▶ Task description
As you look over the data below, please find each line where the word "fertilizer" appears, then copy it.

[[ Available data, beginning ]]

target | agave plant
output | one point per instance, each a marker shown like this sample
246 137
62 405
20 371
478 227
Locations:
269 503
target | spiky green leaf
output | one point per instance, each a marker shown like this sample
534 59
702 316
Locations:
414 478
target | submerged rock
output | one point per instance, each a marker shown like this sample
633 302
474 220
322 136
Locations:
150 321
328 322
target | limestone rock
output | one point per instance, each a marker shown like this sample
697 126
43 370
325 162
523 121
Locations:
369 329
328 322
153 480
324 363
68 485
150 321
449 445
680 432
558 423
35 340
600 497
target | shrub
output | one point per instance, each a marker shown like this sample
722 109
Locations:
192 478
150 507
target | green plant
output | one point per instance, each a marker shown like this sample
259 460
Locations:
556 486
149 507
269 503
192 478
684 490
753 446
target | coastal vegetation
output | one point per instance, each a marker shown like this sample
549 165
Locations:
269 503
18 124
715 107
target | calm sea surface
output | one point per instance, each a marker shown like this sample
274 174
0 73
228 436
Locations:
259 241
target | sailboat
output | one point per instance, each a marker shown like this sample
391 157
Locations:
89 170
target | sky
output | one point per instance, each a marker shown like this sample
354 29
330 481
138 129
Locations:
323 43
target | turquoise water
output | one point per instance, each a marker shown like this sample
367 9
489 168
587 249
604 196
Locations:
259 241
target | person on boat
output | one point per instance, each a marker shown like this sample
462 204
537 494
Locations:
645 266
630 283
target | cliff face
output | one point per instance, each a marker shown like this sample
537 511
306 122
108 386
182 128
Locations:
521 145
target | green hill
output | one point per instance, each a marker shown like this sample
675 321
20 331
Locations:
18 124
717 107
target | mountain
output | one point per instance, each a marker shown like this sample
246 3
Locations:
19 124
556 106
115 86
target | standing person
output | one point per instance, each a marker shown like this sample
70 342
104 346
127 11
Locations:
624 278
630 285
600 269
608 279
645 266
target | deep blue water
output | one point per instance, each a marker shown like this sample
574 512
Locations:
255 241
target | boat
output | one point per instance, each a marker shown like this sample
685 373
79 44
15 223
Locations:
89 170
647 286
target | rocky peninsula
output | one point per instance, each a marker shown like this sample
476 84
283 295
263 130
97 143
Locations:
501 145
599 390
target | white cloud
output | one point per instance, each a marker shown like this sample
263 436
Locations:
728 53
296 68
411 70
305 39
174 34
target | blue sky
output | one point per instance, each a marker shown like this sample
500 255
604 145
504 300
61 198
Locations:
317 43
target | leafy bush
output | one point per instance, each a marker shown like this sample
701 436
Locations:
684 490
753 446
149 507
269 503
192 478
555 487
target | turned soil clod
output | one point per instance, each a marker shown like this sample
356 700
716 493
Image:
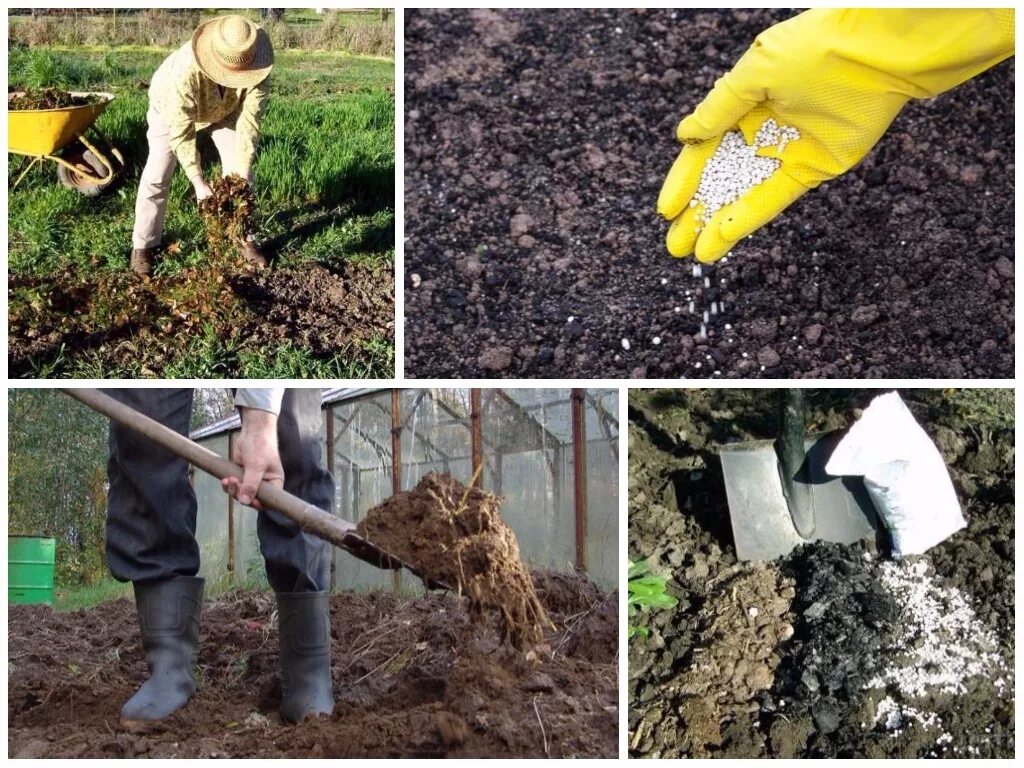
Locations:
228 215
455 535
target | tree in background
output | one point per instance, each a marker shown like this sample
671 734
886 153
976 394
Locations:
210 406
56 476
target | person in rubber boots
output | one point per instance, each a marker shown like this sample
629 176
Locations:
151 542
218 81
837 77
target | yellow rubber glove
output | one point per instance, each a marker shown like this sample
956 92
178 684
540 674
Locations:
840 78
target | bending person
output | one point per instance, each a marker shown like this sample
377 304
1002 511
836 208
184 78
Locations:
218 81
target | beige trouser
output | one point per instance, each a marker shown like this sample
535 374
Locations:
151 206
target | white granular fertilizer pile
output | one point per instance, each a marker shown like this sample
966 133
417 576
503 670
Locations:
941 644
735 167
895 717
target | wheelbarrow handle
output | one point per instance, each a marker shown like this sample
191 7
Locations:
311 519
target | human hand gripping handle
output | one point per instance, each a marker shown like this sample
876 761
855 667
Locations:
840 77
202 188
256 452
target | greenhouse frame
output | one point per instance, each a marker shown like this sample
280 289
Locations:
551 453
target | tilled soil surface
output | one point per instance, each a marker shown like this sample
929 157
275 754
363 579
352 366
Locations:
412 678
122 321
800 677
536 145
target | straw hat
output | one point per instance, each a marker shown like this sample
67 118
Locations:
232 51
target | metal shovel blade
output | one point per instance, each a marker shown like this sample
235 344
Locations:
762 525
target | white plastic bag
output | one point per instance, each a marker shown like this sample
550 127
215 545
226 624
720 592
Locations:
904 474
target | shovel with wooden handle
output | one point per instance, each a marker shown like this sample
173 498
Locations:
337 530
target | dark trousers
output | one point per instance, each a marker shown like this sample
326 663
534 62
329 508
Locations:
151 507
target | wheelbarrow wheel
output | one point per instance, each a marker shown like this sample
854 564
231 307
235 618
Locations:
89 163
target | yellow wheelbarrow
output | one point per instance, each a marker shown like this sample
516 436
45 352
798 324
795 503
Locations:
40 134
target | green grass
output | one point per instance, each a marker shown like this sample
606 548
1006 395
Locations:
324 178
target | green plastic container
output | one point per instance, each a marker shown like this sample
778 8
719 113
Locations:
30 569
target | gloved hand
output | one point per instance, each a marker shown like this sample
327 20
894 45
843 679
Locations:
840 77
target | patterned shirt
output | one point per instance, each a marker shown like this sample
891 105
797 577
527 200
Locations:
189 101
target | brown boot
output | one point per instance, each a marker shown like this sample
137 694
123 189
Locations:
142 260
253 254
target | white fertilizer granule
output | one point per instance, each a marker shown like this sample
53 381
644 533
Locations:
735 168
941 643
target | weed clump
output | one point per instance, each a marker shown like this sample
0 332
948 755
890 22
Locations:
455 535
49 98
228 215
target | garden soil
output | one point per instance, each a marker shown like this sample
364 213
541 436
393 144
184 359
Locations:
129 323
413 677
536 145
454 535
800 686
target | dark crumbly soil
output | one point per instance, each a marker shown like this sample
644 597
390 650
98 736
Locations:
455 536
127 322
537 142
412 678
814 705
227 215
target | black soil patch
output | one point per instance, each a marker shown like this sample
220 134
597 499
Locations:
536 146
843 622
125 322
455 536
413 678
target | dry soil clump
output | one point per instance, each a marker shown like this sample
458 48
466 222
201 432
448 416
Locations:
228 215
455 535
734 659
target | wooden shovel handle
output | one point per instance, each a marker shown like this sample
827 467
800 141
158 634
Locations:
311 519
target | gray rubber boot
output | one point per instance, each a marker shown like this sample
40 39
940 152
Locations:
168 616
304 619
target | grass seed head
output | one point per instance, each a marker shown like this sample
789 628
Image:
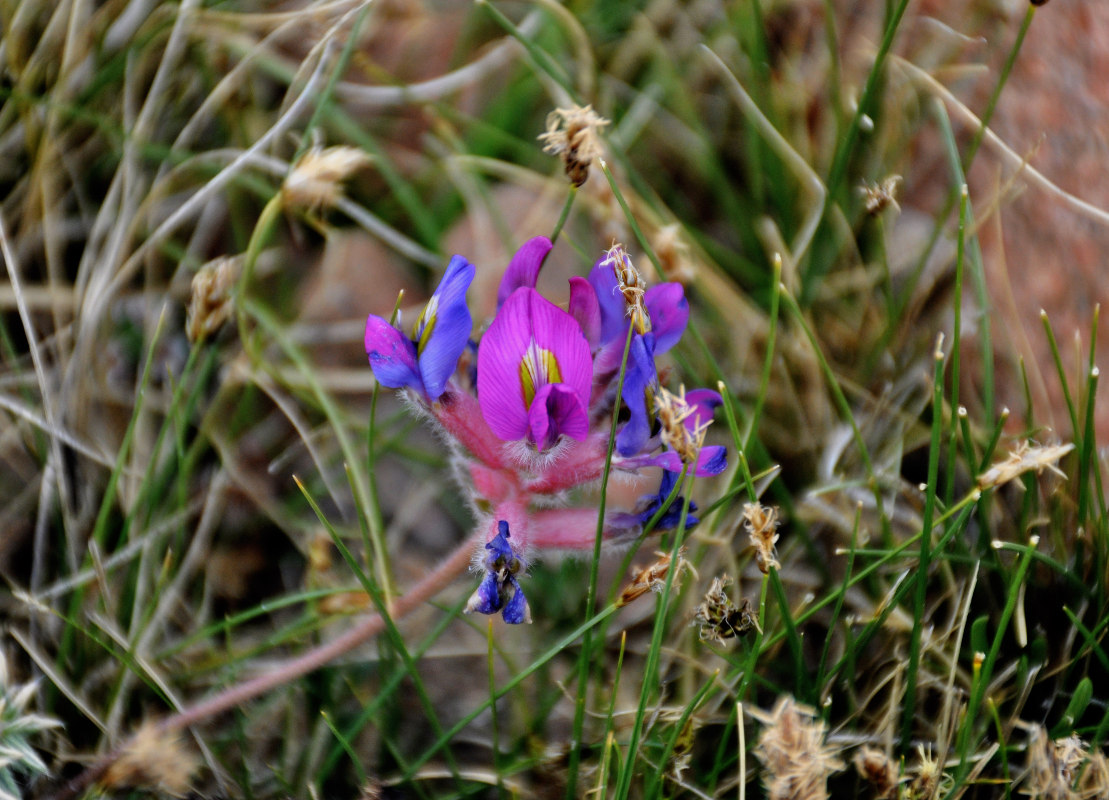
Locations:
1025 458
653 577
793 751
719 618
314 183
762 526
153 759
877 769
673 412
575 134
211 305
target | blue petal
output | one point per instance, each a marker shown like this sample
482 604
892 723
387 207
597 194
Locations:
639 375
669 312
392 356
451 322
516 609
487 598
499 546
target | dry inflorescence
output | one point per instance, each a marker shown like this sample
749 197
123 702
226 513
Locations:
719 618
575 134
653 577
1023 459
792 749
153 759
761 523
1065 769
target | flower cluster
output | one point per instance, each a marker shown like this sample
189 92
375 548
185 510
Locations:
529 418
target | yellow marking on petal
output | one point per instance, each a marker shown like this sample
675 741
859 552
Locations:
428 314
538 367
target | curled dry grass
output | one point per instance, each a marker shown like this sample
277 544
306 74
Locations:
156 547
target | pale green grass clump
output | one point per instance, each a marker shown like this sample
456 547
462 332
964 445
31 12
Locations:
896 578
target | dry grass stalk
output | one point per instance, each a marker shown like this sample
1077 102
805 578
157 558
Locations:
673 412
877 769
793 752
315 180
653 577
719 618
153 759
1065 769
211 303
631 284
762 526
1023 459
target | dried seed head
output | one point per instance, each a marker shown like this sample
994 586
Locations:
1023 459
210 305
631 285
653 577
879 196
573 133
718 616
877 769
1064 769
152 759
762 526
927 775
673 412
673 254
793 752
314 181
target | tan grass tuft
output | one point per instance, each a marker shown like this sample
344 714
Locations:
573 133
719 618
1023 459
762 526
673 412
1065 769
211 303
153 759
653 577
315 180
793 752
877 769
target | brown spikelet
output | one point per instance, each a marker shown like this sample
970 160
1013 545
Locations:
678 432
314 183
719 618
573 133
153 759
762 526
879 196
877 769
653 577
1065 769
791 748
1025 458
210 305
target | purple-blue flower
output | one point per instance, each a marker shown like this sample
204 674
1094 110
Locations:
499 589
426 361
535 372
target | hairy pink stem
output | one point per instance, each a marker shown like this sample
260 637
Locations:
459 413
292 669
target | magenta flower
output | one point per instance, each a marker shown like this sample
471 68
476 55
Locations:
524 269
426 361
535 372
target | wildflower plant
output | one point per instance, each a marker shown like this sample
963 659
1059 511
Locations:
530 423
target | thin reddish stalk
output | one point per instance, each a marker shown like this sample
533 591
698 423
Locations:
292 669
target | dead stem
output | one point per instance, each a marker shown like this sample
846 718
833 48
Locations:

[[ Available data, end ]]

▶ Task output
target | white granular fertilizer pile
target | white fertilizer granule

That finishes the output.